TESTO DI PARTENZA -
::::

Come tutti gli idoli, il denaro è «falso e bugiardo»: promette la sicurezza e invece la toglie; promette libertà e invece la distrugge. San Francesco d’Assisi descrive, con una severità insolita, la fine di una persona vissuta solo per aumentare il suo «capitale». Si avvicina la morte; si fa venire il sacerdote. Questi chiede al moribondo: «Vuoi il perdono di tutti i tuoi peccati?», e lui risponde di sì. E il sacerdote: «Sei pronto a soddisfare ai torti commessi, restituendo le cose che hai frodato ad altri?». Ed egli: «Non posso». «Perché non puoi?». «Perché ho già lasciato tutto nelle mani dei miei parenti e amici». E così egli muore impenitente e appena morto i parenti e gli amici dicono tra loro: «Maledetta l’anima sua! Poteva guadagnare di più e lasciarcelo, e non l’ha fatto!» (cfr. San Francesco, Lettera a tutti i fedeli 12, Fonti Francescane, 205).

::::

ESERCIZI -
1. Nel testo sul denaro, perché il moribondo dice di non poter restituire ciò che ha frodato ad altri?
2. Riprendi alla lettera il passo del testo sul denaro che parte da "Come tutti gli" e prosegue fino a "Fonti Francescane, 205).".

[Dati raccolti]
::::

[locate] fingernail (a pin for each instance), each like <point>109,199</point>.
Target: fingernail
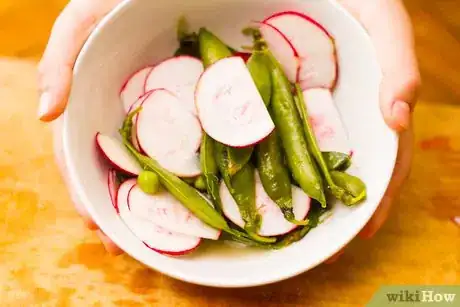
<point>44,105</point>
<point>401,113</point>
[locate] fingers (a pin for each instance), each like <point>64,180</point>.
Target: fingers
<point>390,29</point>
<point>401,171</point>
<point>392,36</point>
<point>68,35</point>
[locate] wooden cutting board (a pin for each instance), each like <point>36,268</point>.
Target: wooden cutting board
<point>48,258</point>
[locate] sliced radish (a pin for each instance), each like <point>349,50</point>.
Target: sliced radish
<point>273,221</point>
<point>134,87</point>
<point>133,107</point>
<point>325,120</point>
<point>153,236</point>
<point>117,154</point>
<point>313,45</point>
<point>166,211</point>
<point>134,138</point>
<point>229,105</point>
<point>282,50</point>
<point>244,55</point>
<point>178,75</point>
<point>170,134</point>
<point>112,184</point>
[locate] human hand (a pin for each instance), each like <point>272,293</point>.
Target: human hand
<point>390,29</point>
<point>69,33</point>
<point>385,20</point>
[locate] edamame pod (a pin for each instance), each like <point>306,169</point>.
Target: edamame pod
<point>336,161</point>
<point>290,130</point>
<point>353,185</point>
<point>213,49</point>
<point>242,189</point>
<point>341,191</point>
<point>210,170</point>
<point>275,177</point>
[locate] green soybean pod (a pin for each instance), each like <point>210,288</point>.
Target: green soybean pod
<point>275,177</point>
<point>289,126</point>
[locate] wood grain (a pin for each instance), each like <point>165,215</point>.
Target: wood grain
<point>48,258</point>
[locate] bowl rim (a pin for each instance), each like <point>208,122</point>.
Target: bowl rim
<point>82,196</point>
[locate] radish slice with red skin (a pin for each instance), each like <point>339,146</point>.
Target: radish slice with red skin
<point>170,134</point>
<point>117,154</point>
<point>282,50</point>
<point>154,237</point>
<point>134,87</point>
<point>137,104</point>
<point>229,105</point>
<point>326,121</point>
<point>313,45</point>
<point>273,221</point>
<point>244,55</point>
<point>165,211</point>
<point>134,138</point>
<point>112,184</point>
<point>178,75</point>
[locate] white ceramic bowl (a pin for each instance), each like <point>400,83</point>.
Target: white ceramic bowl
<point>140,32</point>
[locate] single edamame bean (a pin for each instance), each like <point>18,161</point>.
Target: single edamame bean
<point>148,182</point>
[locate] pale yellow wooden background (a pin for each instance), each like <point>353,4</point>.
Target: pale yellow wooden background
<point>48,258</point>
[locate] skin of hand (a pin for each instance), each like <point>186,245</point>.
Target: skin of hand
<point>385,20</point>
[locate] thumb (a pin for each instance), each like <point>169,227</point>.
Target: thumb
<point>392,36</point>
<point>68,35</point>
<point>390,29</point>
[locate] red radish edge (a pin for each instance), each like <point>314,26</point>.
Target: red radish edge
<point>143,97</point>
<point>115,165</point>
<point>294,50</point>
<point>317,24</point>
<point>164,60</point>
<point>197,228</point>
<point>113,187</point>
<point>304,16</point>
<point>132,182</point>
<point>199,84</point>
<point>184,175</point>
<point>244,55</point>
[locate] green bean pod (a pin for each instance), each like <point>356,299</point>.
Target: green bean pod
<point>212,49</point>
<point>336,161</point>
<point>242,189</point>
<point>355,187</point>
<point>341,191</point>
<point>275,177</point>
<point>210,171</point>
<point>290,130</point>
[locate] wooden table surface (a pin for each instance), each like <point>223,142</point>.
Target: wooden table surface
<point>48,258</point>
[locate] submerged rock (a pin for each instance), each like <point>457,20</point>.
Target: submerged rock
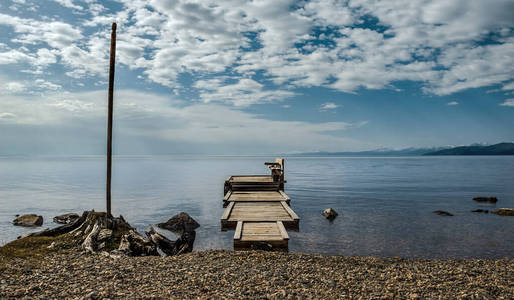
<point>503,211</point>
<point>66,218</point>
<point>30,220</point>
<point>330,213</point>
<point>180,223</point>
<point>443,213</point>
<point>486,199</point>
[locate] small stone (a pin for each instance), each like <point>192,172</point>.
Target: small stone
<point>29,220</point>
<point>262,246</point>
<point>330,213</point>
<point>503,211</point>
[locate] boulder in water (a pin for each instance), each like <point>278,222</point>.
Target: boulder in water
<point>330,213</point>
<point>66,218</point>
<point>180,223</point>
<point>486,199</point>
<point>503,211</point>
<point>443,213</point>
<point>30,220</point>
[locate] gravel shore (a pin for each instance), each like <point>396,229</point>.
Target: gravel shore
<point>255,274</point>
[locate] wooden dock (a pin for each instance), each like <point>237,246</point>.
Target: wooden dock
<point>258,209</point>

::::

RISPOSTE PER ESERCIZIO -
1. Perché ha già lasciato tutto nelle mani dei suoi parenti e amici.

2.
Come tutti gli idoli, il denaro è «falso e bugiardo»: promette la sicurezza e invece la toglie; promette libertà e invece la distrugge. San Francesco d’Assisi descrive, con una severità insolita, la fine di una persona vissuta solo per aumentare il suo «capitale». Si avvicina la morte; si fa venire il sacerdote. Questi chiede al moribondo: «Vuoi il perdono di tutti i tuoi peccati?», e lui risponde di sì. E il sacerdote: «Sei pronto a soddisfare ai torti commessi, restituendo le cose che hai frodato ad altri?». Ed egli: «Non posso». «Perché non puoi?». «Perché ho già lasciato tutto nelle mani dei miei parenti e amici». E così egli muore impenitente e appena morto i parenti e gli amici dicono tra loro: «Maledetta l’anima sua! Poteva guadagnare di più e lasciarcelo, e non l’ha fatto!» (cfr. San Francesco, Lettera a tutti i fedeli 12, Fonti Francescane, 205).